§ Selected passage:
────────────────
Sparklite (PS4) Review

I love roguelike games, something I can pick up and play for an hour or two at a time as I grind until I die so I can buy new enhancements and try it all over again. The problem is, they’re one of the most addictive genres I’ve ever played as they’re like Pringles to me – once I pop, I just can’t stop! I may only intend to play for an hour yet I’ll usually still be there four or five hours later as I perform “just one more run”. The latest game I’ve played which held me against my will was Sparklite on the PlayStation 4.

From Developers Red Blue Games and publisher Merge Games, this procedurally generated 16-bit inspired adventure reminded me of games such as Moonlighter, only without the whole ‘running your own store’ aspect. The game is all about progression, trying over and over again until you’ve upgraded yourself to a point in which you can push yourself to get that little bit further before you perish once more, repeating the cycle over and over again.
────────────────
§ Raw data:
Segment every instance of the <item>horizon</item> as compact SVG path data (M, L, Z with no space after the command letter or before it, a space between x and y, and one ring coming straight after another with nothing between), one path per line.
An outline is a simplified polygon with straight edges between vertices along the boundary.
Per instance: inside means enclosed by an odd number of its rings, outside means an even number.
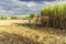
M31 13L38 14L46 6L65 3L66 0L0 0L0 15L28 16Z

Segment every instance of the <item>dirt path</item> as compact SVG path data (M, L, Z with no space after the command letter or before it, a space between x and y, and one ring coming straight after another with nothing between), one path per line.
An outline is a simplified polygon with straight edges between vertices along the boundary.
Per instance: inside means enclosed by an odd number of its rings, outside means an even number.
M13 23L29 23L29 20L0 20L0 25L9 25Z

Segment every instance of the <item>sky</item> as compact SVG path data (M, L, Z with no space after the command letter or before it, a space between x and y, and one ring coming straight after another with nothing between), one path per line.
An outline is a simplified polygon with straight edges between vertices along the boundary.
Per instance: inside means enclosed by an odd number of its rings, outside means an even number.
M0 0L0 15L26 16L31 13L38 14L43 8L66 0Z

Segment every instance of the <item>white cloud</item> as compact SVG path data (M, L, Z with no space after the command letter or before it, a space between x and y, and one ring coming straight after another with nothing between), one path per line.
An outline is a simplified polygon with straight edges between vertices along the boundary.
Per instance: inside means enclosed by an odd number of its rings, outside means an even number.
M61 3L59 1L43 1L43 2L26 2L26 1L19 1L19 0L0 0L0 13L7 13L8 15L11 14L30 14L32 12L38 13L41 9L45 6L51 6L54 3ZM64 3L66 1L63 1ZM11 13L11 14L9 14ZM21 14L21 15L22 15Z

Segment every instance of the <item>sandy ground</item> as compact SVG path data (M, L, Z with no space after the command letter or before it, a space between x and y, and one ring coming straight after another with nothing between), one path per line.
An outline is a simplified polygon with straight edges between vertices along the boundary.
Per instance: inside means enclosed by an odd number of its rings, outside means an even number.
M29 20L0 20L0 25L9 25L13 23L29 23Z

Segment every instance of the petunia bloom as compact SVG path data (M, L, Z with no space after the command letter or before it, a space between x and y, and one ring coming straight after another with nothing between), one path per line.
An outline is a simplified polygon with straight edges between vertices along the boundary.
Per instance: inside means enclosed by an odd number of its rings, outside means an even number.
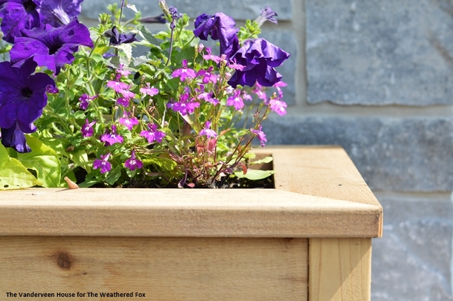
M143 162L135 157L135 152L132 150L130 153L130 157L124 162L124 167L130 171L135 171L136 169L139 169L143 167Z
M240 97L240 90L238 89L234 93L227 99L227 105L234 107L236 110L240 110L244 107L244 102Z
M158 125L156 124L148 124L149 130L143 130L140 132L140 136L148 140L148 143L153 143L157 141L162 143L162 139L167 134L160 130L158 130Z
M75 59L73 53L79 46L93 47L93 41L86 26L73 19L68 25L54 28L22 30L22 37L16 38L10 51L11 63L15 67L22 65L29 58L33 58L38 65L47 67L56 75L66 63Z
M228 84L236 88L238 84L253 86L258 82L261 86L272 86L282 79L274 68L289 57L288 52L263 38L247 40L231 57L245 68L236 70Z
M210 121L206 121L204 124L204 128L200 131L200 136L206 136L208 139L215 138L217 133L214 130L210 129Z
M41 116L47 104L46 90L49 85L55 86L49 75L32 75L36 68L36 63L31 60L20 68L12 67L8 61L0 63L0 128L8 131L8 137L13 139L9 144L20 144L15 149L21 153L29 151L29 148L24 140L24 145L20 142L17 129L26 133L36 131L32 123ZM2 134L2 141L5 139Z
M194 25L196 37L208 40L208 36L210 36L213 40L219 40L220 54L227 55L227 59L239 49L237 35L239 29L234 28L234 20L223 13L200 15L195 20Z
M101 173L105 173L110 171L110 170L112 169L112 164L108 161L109 157L110 157L110 153L109 153L105 155L101 155L100 158L102 160L96 159L95 160L94 160L94 162L93 162L93 168L95 169L98 169L100 168Z
M22 36L22 29L31 29L39 26L43 17L39 14L42 0L3 1L0 5L0 17L3 39L14 43L15 37Z
M258 139L261 144L261 147L264 147L265 143L268 141L268 139L266 139L266 134L261 130L261 126L260 125L258 130L250 129L252 133L256 135Z

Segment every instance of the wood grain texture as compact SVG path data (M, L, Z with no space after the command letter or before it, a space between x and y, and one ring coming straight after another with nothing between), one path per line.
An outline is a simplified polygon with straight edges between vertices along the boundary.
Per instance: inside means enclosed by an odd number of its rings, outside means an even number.
M0 192L0 236L381 236L382 207L342 148L266 151L275 190Z
M371 238L310 238L309 244L310 301L371 300Z
M0 299L6 291L133 291L146 298L116 299L307 300L307 245L304 238L3 236Z

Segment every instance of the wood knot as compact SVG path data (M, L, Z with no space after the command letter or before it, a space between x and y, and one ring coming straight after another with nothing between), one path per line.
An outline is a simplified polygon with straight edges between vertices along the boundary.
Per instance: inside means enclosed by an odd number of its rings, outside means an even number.
M71 267L71 257L69 254L61 252L56 254L56 263L63 270L69 270Z

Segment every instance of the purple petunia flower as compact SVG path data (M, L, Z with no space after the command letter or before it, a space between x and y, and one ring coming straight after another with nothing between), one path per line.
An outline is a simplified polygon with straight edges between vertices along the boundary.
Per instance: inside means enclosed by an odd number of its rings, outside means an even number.
M239 49L237 35L239 29L235 29L235 26L233 18L223 13L217 13L214 15L204 13L195 20L194 35L204 40L208 40L208 36L213 40L218 40L220 54L226 54L228 59Z
M112 169L112 164L110 162L108 161L109 157L110 157L110 153L108 154L104 155L101 155L100 158L102 160L96 159L94 160L93 162L93 168L95 169L98 169L98 168L100 168L100 173L105 173Z
M80 132L82 132L82 136L84 138L91 137L94 134L94 129L93 125L96 123L96 121L89 122L88 119L85 119L85 124L82 127Z
M204 124L204 128L200 131L200 136L206 136L208 139L215 138L217 133L214 130L210 129L210 121L206 121Z
M120 33L116 29L116 26L113 26L109 43L111 45L128 44L132 42L139 42L139 40L135 38L135 33Z
M47 104L48 86L55 86L54 80L45 73L32 75L36 68L36 63L31 60L20 68L12 67L8 61L0 63L0 128L15 133L14 141L17 143L10 144L17 146L15 149L20 152L26 152L28 148L18 144L17 128L26 133L36 130L31 123L41 116ZM8 134L9 137L12 135Z
M22 29L31 29L38 27L43 17L39 14L42 0L3 1L0 6L1 31L3 40L14 43L15 37L22 36ZM1 4L1 3L0 3Z
M25 60L33 58L39 66L45 66L55 75L66 63L71 63L73 53L79 46L93 47L90 32L86 26L73 19L68 25L22 30L22 37L15 38L10 51L11 63L15 67L22 65Z
M268 139L266 139L266 134L261 130L261 128L260 125L258 130L250 129L250 130L256 135L259 141L261 143L261 147L264 147L264 144L268 141Z
M140 136L144 137L148 140L148 143L153 143L155 141L157 141L159 143L162 143L162 139L167 136L163 132L158 130L158 125L151 123L148 124L148 128L149 130L143 130L140 132Z
M244 102L240 97L240 90L235 91L234 94L228 98L227 105L229 107L233 106L236 110L240 110L244 107Z
M171 76L174 77L179 77L182 82L184 82L187 77L195 78L197 74L194 70L187 68L187 61L183 59L183 68L173 71Z
M280 81L282 75L274 67L278 67L289 57L289 54L263 38L247 40L231 57L245 68L236 72L228 82L232 87L253 86L256 82L261 86L272 86Z
M36 130L33 123L29 127L20 128L17 122L9 128L1 128L1 144L5 147L10 147L17 153L30 153L31 150L26 144L24 133L32 133Z
M121 134L116 134L116 126L112 125L112 130L107 130L105 133L100 136L99 139L105 142L105 146L114 145L116 143L123 143L123 139Z
M139 169L143 167L143 162L135 157L135 152L132 150L130 153L130 158L124 162L124 167L130 171L135 171L136 169Z

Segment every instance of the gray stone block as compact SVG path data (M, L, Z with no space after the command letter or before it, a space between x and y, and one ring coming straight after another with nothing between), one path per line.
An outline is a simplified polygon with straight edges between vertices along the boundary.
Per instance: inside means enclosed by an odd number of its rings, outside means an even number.
M380 196L383 237L373 240L371 300L452 300L452 203Z
M453 4L307 0L308 102L453 103Z
M342 146L371 189L453 189L452 118L272 114L263 130L270 144Z
M119 1L85 0L82 3L82 13L84 17L89 19L98 19L100 13L106 11L106 6L109 3L121 3ZM158 15L162 13L158 0L133 0L130 3L135 4L142 15ZM169 6L172 6L178 8L179 13L187 13L191 17L206 13L213 15L222 12L236 20L254 20L261 13L261 8L266 6L270 7L278 14L277 20L284 21L289 20L292 17L291 0L168 0ZM128 11L129 10L129 11ZM133 15L130 10L126 9L125 13L129 16Z

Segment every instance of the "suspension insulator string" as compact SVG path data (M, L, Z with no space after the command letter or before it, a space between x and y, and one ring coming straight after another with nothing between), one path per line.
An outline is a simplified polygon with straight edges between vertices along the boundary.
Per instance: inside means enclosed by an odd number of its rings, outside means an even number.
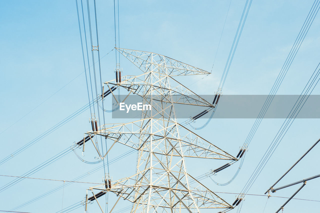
────────────────
§ What you will do:
**A)** Which game titles, companies, and product brands does the Sparklite review name?
**B)** Copy, word for word, the stretch of the Sparklite review that starts with "Sparklite (PS4) Review" and ends with "the PlayStation 4.".

§ Expected outputs:
**A)**
- Sparklite
- PlayStation 4 (PS4)
- Red Blue Games
- Merge Games
- Moonlighter
- Pringles

**B)**
Sparklite (PS4) Review

I love roguelike games, something I can pick up and play for an hour or two at a time as I grind until I die so I can buy new enhancements and try it all over again. The problem is, they’re one of the most addictive genres I’ve ever played as they’re like Pringles to me – once I pop, I just can’t stop! I may only intend to play for an hour yet I’ll usually still be there four or five hours later as I perform “just one more run”. The latest game I’ve played which held me against my will was Sparklite on the PlayStation 4.